[Rows from a pointing dataset]
--- --- ---

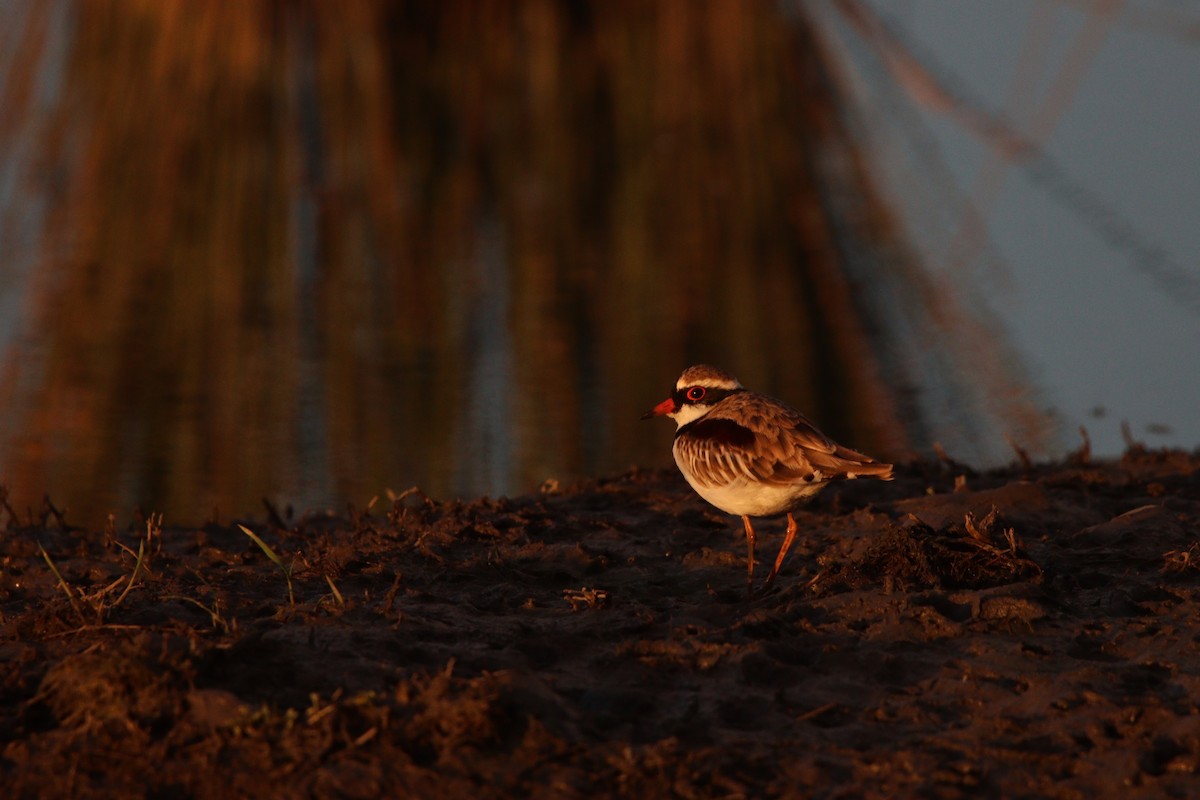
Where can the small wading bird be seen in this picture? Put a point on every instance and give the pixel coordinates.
(751, 455)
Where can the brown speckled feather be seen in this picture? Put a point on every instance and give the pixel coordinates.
(756, 438)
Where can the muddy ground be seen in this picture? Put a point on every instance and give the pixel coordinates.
(1027, 632)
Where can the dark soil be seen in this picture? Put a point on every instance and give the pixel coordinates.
(1013, 633)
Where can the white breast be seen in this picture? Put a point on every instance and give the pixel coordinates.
(751, 498)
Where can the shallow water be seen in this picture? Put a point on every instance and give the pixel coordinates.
(310, 256)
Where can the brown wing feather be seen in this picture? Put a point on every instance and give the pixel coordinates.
(755, 437)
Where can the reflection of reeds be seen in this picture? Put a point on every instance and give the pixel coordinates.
(262, 269)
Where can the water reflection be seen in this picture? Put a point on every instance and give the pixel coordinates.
(311, 252)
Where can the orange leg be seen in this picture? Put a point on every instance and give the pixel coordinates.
(750, 539)
(789, 537)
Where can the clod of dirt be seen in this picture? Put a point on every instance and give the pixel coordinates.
(973, 554)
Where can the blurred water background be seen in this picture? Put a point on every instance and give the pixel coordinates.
(309, 252)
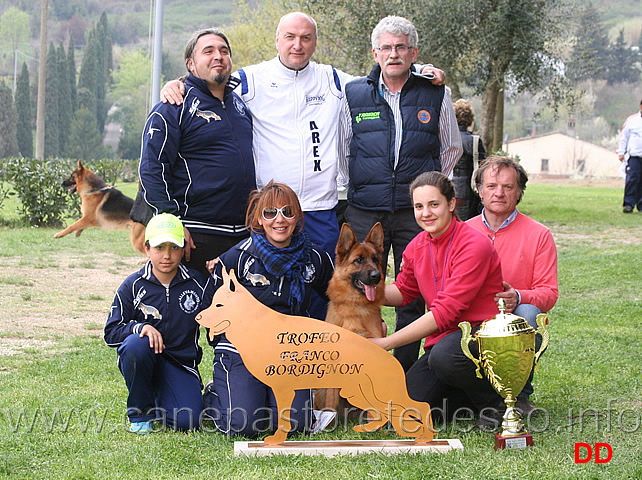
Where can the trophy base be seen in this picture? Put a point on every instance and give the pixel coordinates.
(517, 442)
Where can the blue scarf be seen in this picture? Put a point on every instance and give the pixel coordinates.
(288, 262)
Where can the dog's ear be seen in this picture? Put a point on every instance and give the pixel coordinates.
(375, 236)
(347, 239)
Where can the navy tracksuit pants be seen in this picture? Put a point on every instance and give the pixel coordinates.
(159, 387)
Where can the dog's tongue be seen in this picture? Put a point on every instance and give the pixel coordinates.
(371, 292)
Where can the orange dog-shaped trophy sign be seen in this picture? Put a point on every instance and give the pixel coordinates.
(290, 353)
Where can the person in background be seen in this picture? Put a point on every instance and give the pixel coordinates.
(289, 267)
(630, 144)
(468, 203)
(400, 125)
(526, 248)
(152, 324)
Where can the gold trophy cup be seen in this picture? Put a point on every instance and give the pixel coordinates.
(506, 347)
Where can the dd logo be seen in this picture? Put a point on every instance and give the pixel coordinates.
(579, 453)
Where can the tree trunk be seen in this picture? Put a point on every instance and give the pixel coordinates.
(498, 131)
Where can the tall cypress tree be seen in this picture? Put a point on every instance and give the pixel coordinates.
(622, 62)
(24, 128)
(8, 121)
(87, 77)
(103, 71)
(71, 70)
(65, 113)
(52, 119)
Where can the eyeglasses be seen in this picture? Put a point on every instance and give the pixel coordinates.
(271, 213)
(400, 48)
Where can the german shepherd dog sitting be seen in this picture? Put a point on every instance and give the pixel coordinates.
(102, 206)
(356, 293)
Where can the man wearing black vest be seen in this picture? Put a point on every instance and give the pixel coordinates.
(400, 126)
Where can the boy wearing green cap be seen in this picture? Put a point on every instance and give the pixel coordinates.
(151, 323)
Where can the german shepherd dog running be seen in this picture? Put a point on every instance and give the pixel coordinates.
(102, 206)
(356, 293)
(289, 353)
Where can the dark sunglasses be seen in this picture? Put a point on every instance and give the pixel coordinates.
(271, 213)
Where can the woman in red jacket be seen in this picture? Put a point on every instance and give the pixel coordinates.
(457, 271)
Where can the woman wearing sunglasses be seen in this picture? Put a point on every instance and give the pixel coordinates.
(280, 266)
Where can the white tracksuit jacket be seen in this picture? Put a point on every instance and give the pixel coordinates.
(296, 129)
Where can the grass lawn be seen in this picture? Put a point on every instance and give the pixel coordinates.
(62, 398)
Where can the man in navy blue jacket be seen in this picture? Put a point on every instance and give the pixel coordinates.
(196, 160)
(401, 125)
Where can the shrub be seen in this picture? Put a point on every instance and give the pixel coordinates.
(38, 185)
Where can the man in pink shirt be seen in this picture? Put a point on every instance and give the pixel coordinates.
(526, 247)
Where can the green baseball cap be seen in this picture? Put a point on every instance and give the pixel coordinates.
(165, 227)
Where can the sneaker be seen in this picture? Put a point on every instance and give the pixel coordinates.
(490, 418)
(525, 407)
(141, 427)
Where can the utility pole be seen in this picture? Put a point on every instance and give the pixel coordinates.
(157, 62)
(42, 82)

--- --- ---

(Set task)
Copy the data from the line with "Where can the shrub" through the end, keeping every request line. Multiply each coordinate in the answers by 1.8 and round to whole numbers, with halves rounded up.

(Solution to the problem)
Where can the shrub be seen in this picture? Put a point on every instance and give the pixel coordinates.
(68, 333)
Where can the man in pink shirt be seen in this picture? Put a point on every instance and give the pixel coordinates.
(947, 445)
Where can the green baseball cap be seen in this picture? Put a point on every instance and give the pixel coordinates.
(297, 409)
Where can the sneaker be seen in this picture? Put a point on every instance and give the pixel coordinates.
(882, 752)
(945, 733)
(254, 769)
Where can the utility pole be seen in this picture? Put a point on every instance and give the pixel coordinates.
(283, 112)
(76, 148)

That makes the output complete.